## EXTRAIT
····················
Les opposantes, Canadien Pacifique Limitée (ci-après CPL) et la Compagnie de chemin de fer Canadien Pacifique (ci-après CPR), ont produit une déclaration d’opposition le 11 juin 2001, dont une copie a été transmise à la requérante le 17 juillet 2001.

 

Selon le premier motif d’opposition, la marque de commerce visée par la demande d’enregistrement n’est pas enregistrable en vertu de l’alinéa 12(1)d) de la Loi sur les marques de commerce, L.R.C. (1985), ch. T-13 (ci-après la Loi), parce qu’elle crée de la confusion avec les marques de commerce déposées suivantes :

 

 

Marque de commerce

 

No denregistrement

 

Marchandises

 

CP RAIL IMS & Design

 

TMA 328,210

 

Transport de marchandises par la route et par chemin de fer, entreposage et transport de marchandises par le biais de gares intermodales

 

CP RAIL SYSTEM & Design

 

TMA 436,654

 

Services de transport ferroviaire

 

CP RAIL SYSTEM

 

TMA 436,655

 

Services de transport ferroviaire

 

RESEAU CP RAIL

 

TMA 436,971

 

Services de transport ferroviaire

 

RESEAU CP RAIL & Design

 

TMA 437,396

 

Services de transport ferroviaire

 

CPRS

 

TMA 477,575

 

Services de transport ferroviaire

 

C.P.R.

 

TMA 541,272

 

Transport ferroviaire de personnes et de marchandises

 

C.P.R.

 

TMA 545,145

 

Transport ferroviaire de marchandises

 

 

CPL est également le propriétaire des demandes d’enregistrement suivantes au Canada :

 

 

Marque de commerce

 

No de la demande

 

Marchandises/Services

 

CPR ENTREE

 

836,034

 

Logiciel et exploitation d’une page Web destinés à la fourniture de renseignements concernant le chemin de fer Canadien Pacifique

 

CPR MEX

 

1,046,921

 

Transport ferroviaire de marchandises, exploitation de gares intermodales

 

CPR MEX and Design

 

1,046,922

 

Transport ferroviaire de marchandises, exploitation de gares intermodales

 


Selon les deuxième et troisième motifs d’opposition, la requérante n’est pas la personne ayant droit à l’enregistrement en vertu des paragraphes 16(2) et 16(3) de la Loi, car, à la date du dépôt de la demande par la requérante, la marque visée par la demande d’enregistrement créait de la confusion avec les marques de commerce et les nom commerciaux de CPL susmentionnés, lesquels (à l’exception des objets visés par l’enregistrement TMA 545,145 et par les demandes d’enregistrement 1,046,921 et 1,046,922) avaient été employés antérieurement au Canada par les opposantes et n’avaient pas été abandonnés à la date de l’annonce de la demande d’enregistrement de la requérante.  Selon le quatrième motif, la marque de commerce de la requérante ne distingue pas et n’est pas apte à distinguer les marchandises de la requérante des marchandises et services des opposantes, compte tenu de l’emploi et de la publicité, par les opposantes, de toutes les marques de commerce et tous les noms commerciaux mentionnés ci‑dessus.
····················
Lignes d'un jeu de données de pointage
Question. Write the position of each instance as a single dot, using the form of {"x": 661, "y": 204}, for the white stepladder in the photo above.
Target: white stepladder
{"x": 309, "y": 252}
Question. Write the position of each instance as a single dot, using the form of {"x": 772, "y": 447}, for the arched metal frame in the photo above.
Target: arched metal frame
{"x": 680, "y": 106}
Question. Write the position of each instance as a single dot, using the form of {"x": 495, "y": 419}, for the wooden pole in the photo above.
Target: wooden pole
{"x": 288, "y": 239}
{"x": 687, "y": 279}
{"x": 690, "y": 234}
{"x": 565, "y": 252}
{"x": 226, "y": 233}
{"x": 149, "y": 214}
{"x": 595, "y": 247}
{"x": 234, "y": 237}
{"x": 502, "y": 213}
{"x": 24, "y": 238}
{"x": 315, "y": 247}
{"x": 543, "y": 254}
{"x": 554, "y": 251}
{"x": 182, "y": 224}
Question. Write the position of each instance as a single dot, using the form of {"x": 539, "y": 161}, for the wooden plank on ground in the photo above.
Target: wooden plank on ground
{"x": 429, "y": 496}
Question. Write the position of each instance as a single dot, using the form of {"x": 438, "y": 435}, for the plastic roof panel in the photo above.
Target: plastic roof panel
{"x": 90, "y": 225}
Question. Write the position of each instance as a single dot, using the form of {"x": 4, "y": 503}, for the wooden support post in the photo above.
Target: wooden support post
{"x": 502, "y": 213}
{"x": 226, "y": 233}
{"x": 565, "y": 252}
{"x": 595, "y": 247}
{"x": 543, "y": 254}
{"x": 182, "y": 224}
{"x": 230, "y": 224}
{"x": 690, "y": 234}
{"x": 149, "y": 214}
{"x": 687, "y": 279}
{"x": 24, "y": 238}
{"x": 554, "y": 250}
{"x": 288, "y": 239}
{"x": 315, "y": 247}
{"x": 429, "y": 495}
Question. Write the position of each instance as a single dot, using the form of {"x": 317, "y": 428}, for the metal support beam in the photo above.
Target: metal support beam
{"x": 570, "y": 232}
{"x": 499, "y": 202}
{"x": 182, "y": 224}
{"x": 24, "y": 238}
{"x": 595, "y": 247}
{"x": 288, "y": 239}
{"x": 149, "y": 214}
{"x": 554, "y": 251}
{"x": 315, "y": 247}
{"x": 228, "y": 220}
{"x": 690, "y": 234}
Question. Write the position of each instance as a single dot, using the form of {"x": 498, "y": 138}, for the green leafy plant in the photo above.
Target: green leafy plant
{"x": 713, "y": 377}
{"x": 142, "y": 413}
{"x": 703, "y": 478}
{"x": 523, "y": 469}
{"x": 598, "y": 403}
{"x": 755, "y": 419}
····················
Veuillez reprendre, après sa dernière phrase, l'extrait sur l'opposition de Canadien Pacifique à une demande d'enregistrement de marque de commerce.

 

Le 17 août 2001, la requérante a produit et signifié une contre-déclaration.  À titre d’éléments de preuve, les opposantes ont produit les affidavits de Kelly Miranda et de Carol Lacourte.  La requérante n’a pas produit de preuve.  Les deux parties ont produit un exposé écrit.  Aucune audience n’a été tenue.

 

Preuve des opposantes

 

Je vais résumer ce que je considère être les principaux points de la preuve des opposantes.

 


Mme Lacourte indique qu’elle est gestionnaire principale, Services de renseignements commerciaux/Archives de la Compagnie de chemin de fer Canadien Pacifique, opposante.  Elle explique que CPR a été officiellement constituée, par proclamation royale, le 16 février 1881, et a commencé le transport ferroviaire des passagers et du fret en 1882.  Mme Lacourte indique que, depuis sa constitution en personne morale, la Compagnie de chemin de fer Canadien Pacifique est connue par le public sous les deux noms CPR et C.P.R., et que la compagnie a beaucoup employé les marques de commerce et les noms commerciaux dans sa publicité, sur les enseignes, sur les trains, sur ses immeubles et sur les uniformes de ses employés, ainsi que sur diverses marchandises utilisées dans la prestation de ses services, comme les menus, les linges de table, la vaisselle, les bols et les articles de table.

 

Dans les années 1880, le CPR a commencé à construire des hôtels dans les Rocheuses au Canada afin d’offrir de l’hébergement et des repas aux passagers sur sa ligne transcontinentale.   Mme Lacourte continue en indiquant qu’au cours des décennies qui ont suivi, CPR a ouvert ou acquis un grand nombre d’hôtels importants partout au Canada, y compris l’Empress à Victoria, le The Chateau Lake Louise, le Palliser Hotel à Calgary, et le Royal York à Toronto, lesquels hôtels étaient encore tous exploités à la date de son affidavit.  Toutefois, elle n’indique pas si ces hôtels sont toujours, dans les faits, la propriété de l’une ou de l’autre des opposantes.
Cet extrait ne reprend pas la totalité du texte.